= WHAT IS BEING ASKED =
For the listing below, return the line containing "TARGET: grassy shoreline", the line containing "TARGET: reflected mountain", and all lines in between, exactly as written and nothing else.

= INPUT =
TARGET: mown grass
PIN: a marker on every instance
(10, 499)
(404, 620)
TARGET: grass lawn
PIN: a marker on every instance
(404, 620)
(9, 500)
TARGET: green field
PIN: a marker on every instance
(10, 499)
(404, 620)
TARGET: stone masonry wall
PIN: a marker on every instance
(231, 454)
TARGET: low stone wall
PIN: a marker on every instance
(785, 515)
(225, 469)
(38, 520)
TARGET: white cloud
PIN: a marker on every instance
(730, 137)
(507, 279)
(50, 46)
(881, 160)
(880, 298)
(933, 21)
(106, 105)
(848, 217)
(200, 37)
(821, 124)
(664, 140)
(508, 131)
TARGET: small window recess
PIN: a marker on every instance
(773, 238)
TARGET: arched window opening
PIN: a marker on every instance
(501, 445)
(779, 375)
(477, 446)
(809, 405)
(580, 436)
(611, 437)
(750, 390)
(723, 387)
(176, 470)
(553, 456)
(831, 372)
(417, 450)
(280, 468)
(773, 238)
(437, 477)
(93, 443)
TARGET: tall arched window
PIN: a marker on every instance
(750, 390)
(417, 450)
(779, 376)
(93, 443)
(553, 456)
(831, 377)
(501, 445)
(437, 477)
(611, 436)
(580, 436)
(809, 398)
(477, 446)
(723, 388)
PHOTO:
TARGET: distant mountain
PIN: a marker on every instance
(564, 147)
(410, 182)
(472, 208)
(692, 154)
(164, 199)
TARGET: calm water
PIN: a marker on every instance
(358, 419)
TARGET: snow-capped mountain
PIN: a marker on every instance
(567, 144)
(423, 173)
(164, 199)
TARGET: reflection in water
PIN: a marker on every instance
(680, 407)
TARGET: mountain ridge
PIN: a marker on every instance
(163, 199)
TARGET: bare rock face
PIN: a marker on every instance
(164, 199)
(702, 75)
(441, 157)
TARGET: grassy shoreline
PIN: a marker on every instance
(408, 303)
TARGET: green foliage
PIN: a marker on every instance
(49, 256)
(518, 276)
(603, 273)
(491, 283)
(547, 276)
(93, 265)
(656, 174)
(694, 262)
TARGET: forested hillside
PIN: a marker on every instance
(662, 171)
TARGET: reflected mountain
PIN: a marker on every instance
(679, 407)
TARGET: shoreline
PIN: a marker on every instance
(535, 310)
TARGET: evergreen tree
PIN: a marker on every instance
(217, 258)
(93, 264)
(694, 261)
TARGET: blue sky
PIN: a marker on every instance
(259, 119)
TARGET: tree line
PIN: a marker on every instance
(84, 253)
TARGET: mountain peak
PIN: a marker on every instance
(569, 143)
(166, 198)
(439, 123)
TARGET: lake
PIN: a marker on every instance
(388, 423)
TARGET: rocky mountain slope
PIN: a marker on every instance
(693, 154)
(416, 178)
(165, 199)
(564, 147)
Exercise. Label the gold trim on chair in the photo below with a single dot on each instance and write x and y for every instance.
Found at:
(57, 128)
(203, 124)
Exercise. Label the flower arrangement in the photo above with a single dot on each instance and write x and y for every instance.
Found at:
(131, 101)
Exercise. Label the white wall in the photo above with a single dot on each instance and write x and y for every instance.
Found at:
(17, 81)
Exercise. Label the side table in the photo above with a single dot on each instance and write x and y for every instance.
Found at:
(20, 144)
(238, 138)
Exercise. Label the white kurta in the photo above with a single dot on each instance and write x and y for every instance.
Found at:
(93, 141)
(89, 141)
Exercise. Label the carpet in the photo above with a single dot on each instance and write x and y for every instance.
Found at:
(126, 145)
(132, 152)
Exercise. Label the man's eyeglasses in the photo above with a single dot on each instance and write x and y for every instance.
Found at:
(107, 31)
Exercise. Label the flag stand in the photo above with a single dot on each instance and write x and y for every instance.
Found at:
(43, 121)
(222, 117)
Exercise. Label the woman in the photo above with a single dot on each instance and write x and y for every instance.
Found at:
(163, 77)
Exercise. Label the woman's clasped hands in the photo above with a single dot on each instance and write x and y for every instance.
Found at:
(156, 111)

= REPLY =
TARGET: grassy shoreline
PIN: a marker on every instance
(408, 303)
TARGET: green foliage
PIN: a marker on every instance
(49, 256)
(518, 276)
(603, 273)
(491, 283)
(547, 276)
(93, 265)
(656, 174)
(694, 262)
TARGET: forested hillside
PIN: a marker on every instance
(662, 171)
TARGET: reflected mountain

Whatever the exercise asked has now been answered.